Exercise description ::
Pick out every line in the items below that contains the word "shrub", treating uppercase and lowercase as different, and copy each of those lines.

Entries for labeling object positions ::
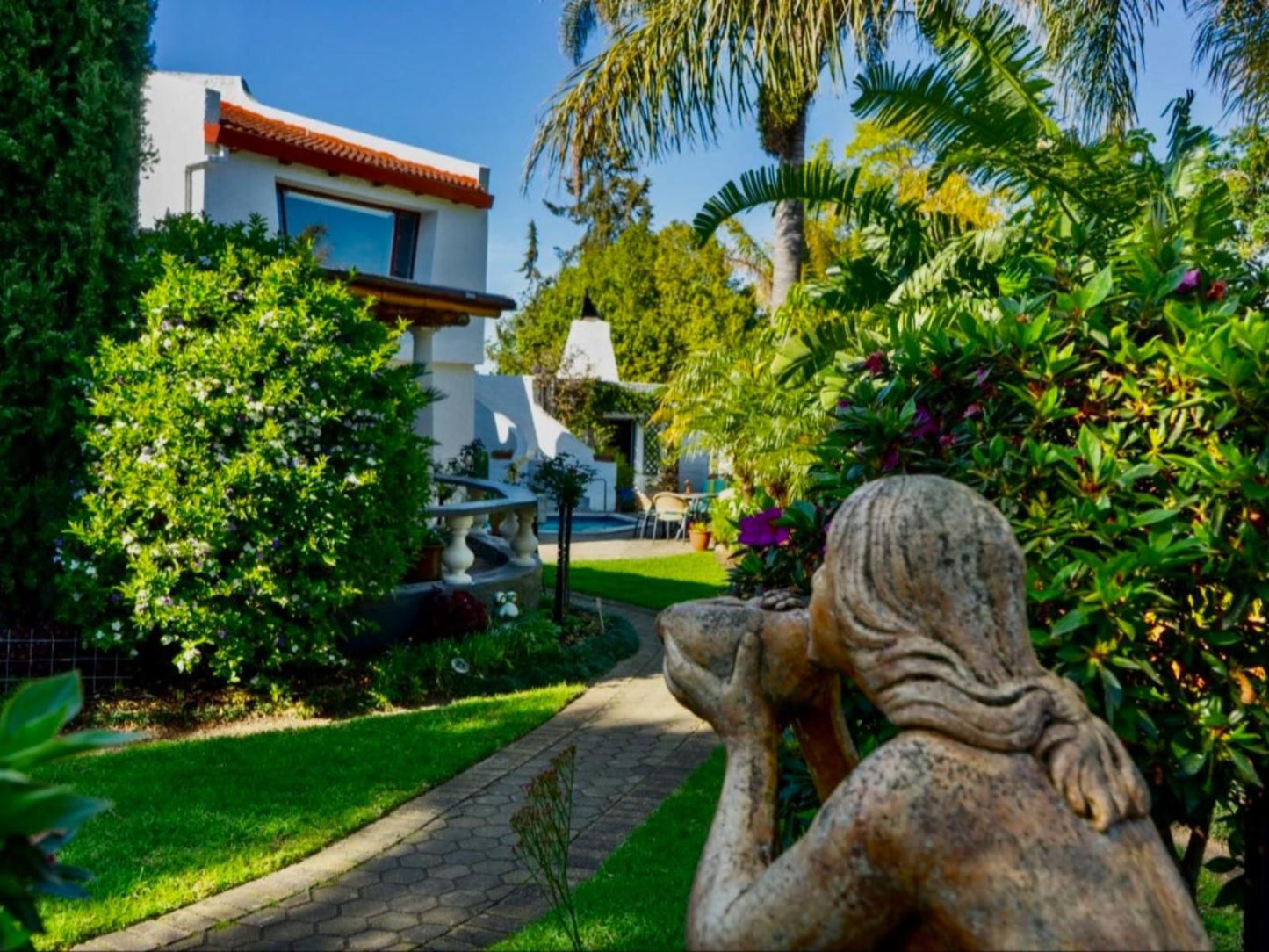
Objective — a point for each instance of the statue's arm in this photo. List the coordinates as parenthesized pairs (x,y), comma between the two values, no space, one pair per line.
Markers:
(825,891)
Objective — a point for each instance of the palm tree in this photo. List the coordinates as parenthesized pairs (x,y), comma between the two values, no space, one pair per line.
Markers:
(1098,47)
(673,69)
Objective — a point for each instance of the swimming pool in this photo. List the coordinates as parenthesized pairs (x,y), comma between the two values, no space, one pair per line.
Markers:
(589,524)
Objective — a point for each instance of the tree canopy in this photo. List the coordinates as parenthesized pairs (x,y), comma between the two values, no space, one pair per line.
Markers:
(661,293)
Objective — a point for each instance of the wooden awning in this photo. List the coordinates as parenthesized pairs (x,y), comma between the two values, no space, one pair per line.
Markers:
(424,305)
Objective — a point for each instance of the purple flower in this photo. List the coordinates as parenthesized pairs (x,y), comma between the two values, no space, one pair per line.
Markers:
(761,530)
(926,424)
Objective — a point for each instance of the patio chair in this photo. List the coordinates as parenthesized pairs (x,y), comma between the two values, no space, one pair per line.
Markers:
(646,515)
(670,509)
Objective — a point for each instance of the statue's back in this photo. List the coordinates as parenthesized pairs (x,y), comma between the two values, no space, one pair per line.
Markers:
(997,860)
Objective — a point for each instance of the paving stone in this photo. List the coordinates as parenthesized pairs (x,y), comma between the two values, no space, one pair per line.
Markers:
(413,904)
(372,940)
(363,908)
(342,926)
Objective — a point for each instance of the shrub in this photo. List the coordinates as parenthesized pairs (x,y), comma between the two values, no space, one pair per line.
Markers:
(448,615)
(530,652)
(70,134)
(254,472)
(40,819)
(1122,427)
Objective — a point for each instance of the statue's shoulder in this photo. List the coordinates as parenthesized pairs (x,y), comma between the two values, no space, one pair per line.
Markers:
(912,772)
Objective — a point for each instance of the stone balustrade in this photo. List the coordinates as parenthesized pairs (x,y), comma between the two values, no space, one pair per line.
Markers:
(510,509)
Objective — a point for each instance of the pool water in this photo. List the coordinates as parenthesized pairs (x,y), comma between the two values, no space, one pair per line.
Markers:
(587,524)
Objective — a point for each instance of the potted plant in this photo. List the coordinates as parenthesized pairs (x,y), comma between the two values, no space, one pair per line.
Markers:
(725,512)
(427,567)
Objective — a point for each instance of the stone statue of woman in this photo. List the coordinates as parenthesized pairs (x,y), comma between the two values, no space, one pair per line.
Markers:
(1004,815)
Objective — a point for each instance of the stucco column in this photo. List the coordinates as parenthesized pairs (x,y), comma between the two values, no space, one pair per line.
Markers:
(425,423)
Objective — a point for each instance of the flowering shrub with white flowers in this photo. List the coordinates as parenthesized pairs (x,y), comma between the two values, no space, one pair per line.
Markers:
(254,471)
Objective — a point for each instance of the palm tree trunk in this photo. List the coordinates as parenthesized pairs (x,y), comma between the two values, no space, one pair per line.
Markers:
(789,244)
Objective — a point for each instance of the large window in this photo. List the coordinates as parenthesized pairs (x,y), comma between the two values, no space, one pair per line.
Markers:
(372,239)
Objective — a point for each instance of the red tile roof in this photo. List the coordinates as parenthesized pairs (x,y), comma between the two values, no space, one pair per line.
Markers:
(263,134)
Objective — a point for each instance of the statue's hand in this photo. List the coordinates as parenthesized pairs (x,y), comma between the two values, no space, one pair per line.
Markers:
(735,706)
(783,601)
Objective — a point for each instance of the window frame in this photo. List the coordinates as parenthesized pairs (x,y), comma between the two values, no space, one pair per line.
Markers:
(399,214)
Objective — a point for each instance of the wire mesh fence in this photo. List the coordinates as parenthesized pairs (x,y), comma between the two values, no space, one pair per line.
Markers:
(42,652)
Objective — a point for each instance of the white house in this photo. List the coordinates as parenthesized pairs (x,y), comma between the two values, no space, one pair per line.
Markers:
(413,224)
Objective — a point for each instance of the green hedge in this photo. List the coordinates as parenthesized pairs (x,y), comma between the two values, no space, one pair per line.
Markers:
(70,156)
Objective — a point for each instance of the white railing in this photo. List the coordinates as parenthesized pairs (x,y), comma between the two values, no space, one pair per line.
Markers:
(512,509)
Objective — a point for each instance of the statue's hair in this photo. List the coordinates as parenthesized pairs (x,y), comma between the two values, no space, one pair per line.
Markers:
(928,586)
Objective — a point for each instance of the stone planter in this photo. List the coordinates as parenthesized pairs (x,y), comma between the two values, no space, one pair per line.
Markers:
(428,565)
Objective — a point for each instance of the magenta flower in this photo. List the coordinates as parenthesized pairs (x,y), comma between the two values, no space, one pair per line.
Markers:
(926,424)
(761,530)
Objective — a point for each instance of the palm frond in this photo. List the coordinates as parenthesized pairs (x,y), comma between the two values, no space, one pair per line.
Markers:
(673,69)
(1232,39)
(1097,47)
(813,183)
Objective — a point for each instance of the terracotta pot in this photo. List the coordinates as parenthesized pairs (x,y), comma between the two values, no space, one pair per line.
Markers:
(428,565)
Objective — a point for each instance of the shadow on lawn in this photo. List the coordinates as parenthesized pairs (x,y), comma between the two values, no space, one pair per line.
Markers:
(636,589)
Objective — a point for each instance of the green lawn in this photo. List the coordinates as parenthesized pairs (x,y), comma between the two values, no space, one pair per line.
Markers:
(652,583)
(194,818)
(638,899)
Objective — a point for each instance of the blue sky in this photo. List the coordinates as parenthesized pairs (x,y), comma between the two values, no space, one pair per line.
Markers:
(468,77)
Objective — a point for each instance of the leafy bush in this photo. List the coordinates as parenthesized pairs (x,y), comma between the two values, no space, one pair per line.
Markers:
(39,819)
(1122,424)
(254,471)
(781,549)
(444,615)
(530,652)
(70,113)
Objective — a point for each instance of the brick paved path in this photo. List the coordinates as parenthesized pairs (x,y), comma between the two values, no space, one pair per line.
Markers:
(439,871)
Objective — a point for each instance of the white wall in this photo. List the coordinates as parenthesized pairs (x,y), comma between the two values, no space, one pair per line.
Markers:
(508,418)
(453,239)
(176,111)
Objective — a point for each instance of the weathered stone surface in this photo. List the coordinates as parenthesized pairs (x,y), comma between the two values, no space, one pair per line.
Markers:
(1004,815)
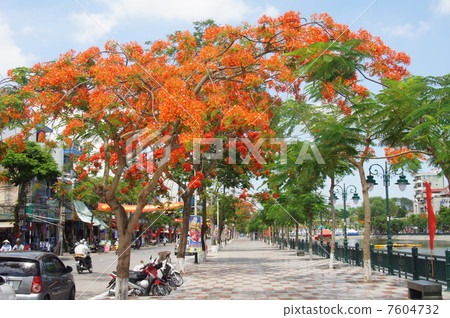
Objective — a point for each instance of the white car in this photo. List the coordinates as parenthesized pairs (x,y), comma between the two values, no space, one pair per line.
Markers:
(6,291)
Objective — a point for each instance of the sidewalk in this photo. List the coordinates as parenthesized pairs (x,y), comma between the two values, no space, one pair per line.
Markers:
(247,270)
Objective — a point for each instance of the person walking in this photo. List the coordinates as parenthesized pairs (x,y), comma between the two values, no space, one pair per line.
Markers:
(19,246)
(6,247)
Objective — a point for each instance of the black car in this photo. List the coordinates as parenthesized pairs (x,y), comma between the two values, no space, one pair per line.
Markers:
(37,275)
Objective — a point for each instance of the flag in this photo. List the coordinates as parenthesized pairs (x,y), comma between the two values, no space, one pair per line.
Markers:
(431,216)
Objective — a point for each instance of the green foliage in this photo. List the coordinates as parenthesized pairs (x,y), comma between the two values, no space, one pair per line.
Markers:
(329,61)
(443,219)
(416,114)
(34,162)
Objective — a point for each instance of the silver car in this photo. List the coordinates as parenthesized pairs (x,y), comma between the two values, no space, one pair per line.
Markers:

---

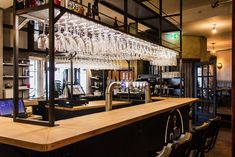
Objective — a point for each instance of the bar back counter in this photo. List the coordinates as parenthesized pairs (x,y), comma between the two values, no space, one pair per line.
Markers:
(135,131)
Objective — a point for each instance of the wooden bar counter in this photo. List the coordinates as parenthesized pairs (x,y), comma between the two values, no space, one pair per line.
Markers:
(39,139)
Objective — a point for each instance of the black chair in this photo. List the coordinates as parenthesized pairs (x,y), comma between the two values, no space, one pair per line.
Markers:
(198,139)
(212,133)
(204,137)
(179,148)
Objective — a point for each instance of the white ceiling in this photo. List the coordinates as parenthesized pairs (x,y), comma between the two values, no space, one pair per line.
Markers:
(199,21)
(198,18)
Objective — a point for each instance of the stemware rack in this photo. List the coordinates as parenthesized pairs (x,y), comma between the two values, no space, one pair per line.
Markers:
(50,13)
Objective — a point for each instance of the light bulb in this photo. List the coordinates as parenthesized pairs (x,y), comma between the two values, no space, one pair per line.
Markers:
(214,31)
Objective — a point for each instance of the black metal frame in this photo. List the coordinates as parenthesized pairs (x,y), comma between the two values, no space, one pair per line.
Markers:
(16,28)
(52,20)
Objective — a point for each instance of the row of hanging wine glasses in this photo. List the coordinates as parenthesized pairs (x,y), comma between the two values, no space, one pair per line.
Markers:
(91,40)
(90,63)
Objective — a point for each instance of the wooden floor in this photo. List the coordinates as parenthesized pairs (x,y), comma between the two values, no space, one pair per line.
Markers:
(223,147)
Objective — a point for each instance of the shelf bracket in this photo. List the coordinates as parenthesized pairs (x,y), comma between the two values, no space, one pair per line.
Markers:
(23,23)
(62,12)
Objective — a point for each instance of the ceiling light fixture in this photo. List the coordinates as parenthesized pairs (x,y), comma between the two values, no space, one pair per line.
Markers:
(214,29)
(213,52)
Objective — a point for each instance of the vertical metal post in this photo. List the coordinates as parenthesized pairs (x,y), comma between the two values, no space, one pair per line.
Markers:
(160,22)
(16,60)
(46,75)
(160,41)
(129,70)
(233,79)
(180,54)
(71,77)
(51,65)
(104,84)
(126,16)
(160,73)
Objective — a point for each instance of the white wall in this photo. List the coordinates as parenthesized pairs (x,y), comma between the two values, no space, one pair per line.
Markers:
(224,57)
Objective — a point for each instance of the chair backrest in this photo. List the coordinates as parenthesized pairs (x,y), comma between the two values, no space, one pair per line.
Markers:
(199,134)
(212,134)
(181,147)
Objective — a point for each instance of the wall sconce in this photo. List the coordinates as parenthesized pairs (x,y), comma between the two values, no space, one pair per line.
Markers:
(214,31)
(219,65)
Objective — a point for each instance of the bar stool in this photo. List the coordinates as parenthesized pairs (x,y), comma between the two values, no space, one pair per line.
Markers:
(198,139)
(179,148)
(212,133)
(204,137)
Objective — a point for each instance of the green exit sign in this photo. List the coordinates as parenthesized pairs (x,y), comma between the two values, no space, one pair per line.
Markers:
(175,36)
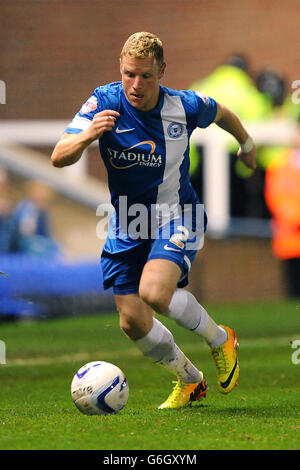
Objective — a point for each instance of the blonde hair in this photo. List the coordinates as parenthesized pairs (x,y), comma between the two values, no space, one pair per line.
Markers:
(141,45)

Written answer ::
Objective — a point for each instance of the shrub in this photo. List the coordinates as parenthesized pairs (x,y), comma between the two values, no space, one pair per line.
Objective — a point for each instance of the flowering shrub with white flowers in this photo. List the coordinates as parenthesized pairs (x,y), comma between the two values, no space, one pair per line.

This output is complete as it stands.